[PROBLEM 1] Repeat the section of the paint chip text that starts with "Chips in the paint of" and runs through "and proper techniques.", word for word.
[PROBLEM 2]
Answer these questions from the paint chip text:
(a) What three layers of protection does a car have?
(b) What can the Q-tip be dipped in to clean each chip?
(c) What can be taken to an auto parts store to find matching touch-up paint?

Chips in the paint of our vehicles are inevitable, especially if we drive rural “chip-and-seal” county roads before they’re fully “sealed.”
More than just making our vehicle look bad, chips deep in the paint, like a tiny cut on our body, can lead to worse problems when left untreated. If the car’s three layers of protection — clear coat, paint and primer — are damaged, rust can start forming, festering and eating at your vehicle’s metal. So, seal them up simply.
Just as a little cleaning, antibiotic and a band-aid will handle most small cuts, most small chips in the paint can be touched up with a little cleaning, touch up paint and polish. It just takes patience and proper techniques.
Clean the wound
First, wash at least the part of the car with the chips with soap and water. When dry, rub each chip thoroughly with a Q-tip dipped in rubbing alcohol, lacquer thinner or acetone to remove old wax, soap, and any remaining dirt. Let it air dry.
Make sure your touch-up paint matches your car. Your dealer’s parts department should have the exact match, or take your VIN or the vehicle’s paint code to an auto parts store to find the match.

[INFORMATION SHOWN]
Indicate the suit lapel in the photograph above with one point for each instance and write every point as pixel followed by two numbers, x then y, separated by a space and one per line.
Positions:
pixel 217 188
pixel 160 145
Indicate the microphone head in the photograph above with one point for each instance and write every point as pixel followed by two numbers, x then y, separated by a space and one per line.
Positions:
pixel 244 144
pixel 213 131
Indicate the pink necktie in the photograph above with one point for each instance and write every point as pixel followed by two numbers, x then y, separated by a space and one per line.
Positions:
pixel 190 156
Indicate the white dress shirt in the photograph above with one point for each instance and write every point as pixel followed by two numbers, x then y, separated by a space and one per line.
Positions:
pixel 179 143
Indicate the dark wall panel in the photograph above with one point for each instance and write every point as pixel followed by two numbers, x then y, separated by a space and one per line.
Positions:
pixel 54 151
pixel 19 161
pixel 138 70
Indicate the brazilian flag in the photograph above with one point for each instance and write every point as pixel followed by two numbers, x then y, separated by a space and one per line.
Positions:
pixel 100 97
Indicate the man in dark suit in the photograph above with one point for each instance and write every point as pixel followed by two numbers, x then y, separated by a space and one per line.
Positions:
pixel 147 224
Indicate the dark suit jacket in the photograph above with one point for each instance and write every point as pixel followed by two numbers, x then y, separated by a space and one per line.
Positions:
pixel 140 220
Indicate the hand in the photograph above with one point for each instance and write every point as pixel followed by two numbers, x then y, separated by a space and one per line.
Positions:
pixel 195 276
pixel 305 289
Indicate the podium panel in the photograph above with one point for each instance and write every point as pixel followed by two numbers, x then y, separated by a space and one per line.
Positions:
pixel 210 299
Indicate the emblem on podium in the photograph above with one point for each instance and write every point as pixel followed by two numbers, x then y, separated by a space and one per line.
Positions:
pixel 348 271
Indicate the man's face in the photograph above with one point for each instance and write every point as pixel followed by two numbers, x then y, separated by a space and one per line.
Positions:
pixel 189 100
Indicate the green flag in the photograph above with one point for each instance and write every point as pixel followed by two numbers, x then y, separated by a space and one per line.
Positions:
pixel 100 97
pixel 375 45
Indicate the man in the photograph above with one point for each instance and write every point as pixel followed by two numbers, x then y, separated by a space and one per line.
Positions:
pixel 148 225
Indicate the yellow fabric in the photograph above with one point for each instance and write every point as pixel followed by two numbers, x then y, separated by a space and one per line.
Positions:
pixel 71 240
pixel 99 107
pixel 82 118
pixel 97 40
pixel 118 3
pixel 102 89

[SOLUTION 1]
Chips in the paint of our vehicles are inevitable, especially if we drive rural “chip-and-seal” county roads before they’re fully “sealed.”
More than just making our vehicle look bad, chips deep in the paint, like a tiny cut on our body, can lead to worse problems when left untreated. If the car’s three layers of protection — clear coat, paint and primer — are damaged, rust can start forming, festering and eating at your vehicle’s metal. So, seal them up simply.
Just as a little cleaning, antibiotic and a band-aid will handle most small cuts, most small chips in the paint can be touched up with a little cleaning, touch up paint and polish. It just takes patience and proper techniques.

[SOLUTION 2]
(a) Clear coat, paint and primer.
(b) Rubbing alcohol, lacquer thinner or acetone.
(c) The VIN or the vehicle's paint code.